_Tasks_
- a) Reproduce word for word the stretch of the TCS UK revenues article from "Sunday, 18 October" through "and £420m TTM.".
- b) List every pound sterling figure in the article on TCS UK revenues.
- c) Write the next part of the article on TCS UK revenues, starting after its final sentence.

_Passage shown_
- - - - -

Sunday, 18 October 2009

BT still a drag on TCS UK revenues

(By Anthony Miller – Sunday 18th October 2009 12:15pm). Despite winning some notable UK deals over the past couple of quarters in both the private and public sectors, TCS has yet to make up for lost revenues at BT. Much like Infosys, TCS saw UK revenues decline in Q2 (to 30th Sep.) both yoy and qoq. However, with UK revenues at £155m for the quarter and £680m over the trailing 12 months, TCS remains the UK’s top India-based supplier, comfortably ahead of Infosys at £96m for the quarter and £420m TTM.

- - - - -

_Listed records_
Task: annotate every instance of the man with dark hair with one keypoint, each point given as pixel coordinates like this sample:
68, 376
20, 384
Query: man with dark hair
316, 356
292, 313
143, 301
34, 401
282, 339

- - - - -

_Answers for this exercise_
- a)
Sunday, 18 October 2009

BT still a drag on TCS UK revenues

(By Anthony Miller – Sunday 18th October 2009 12:15pm). Despite winning some notable UK deals over the past couple of quarters in both the private and public sectors, TCS has yet to make up for lost revenues at BT. Much like Infosys, TCS saw UK revenues decline in Q2 (to 30th Sep.) both yoy and qoq. However, with UK revenues at £155m for the quarter and £680m over the trailing 12 months, TCS remains the UK’s top India-based supplier, comfortably ahead of Infosys at £96m for the quarter and £420m TTM.

- b)
£155m
£680m
£96m
£420m

- c)
In other respects, TCS’ results echoed many of the trends seen at Infosys last week (see Infosys takes another small step forward). On a US dollar basis, TCS’ revenues grew 4% seq to $1.54b as against +3% at Infosys to $1.15b. TCS also saw EBIT margins expand to 26.3% though still some way away from Infosys’ 30.3%. Sure, more favourable exchange rates helped both players, but ‘great execution’ did most of the work. Both players are reinstating salary rises, with TCS paying 150% of the quarterly variable pay component for Q2. Infosys lifted base offshore salaries by an average 8% and onshore by 2% at the beginning of the month.

The messages on demand were also similar, with both players starting to see ‘discretionary spend’ return in BFSI, though mainly due to M&A driving integration projects. Retail, Utilities and Pharma sectors are also starting to show promise, though Manufacturing, Hi-Tech and Telecom sectors remain deeply troubled. So while there was a much more upbeat tone from TCS management – as for Infosys – it would still be fair to say that both remain cautious, especially with client IT budgets still yet to be nailed down.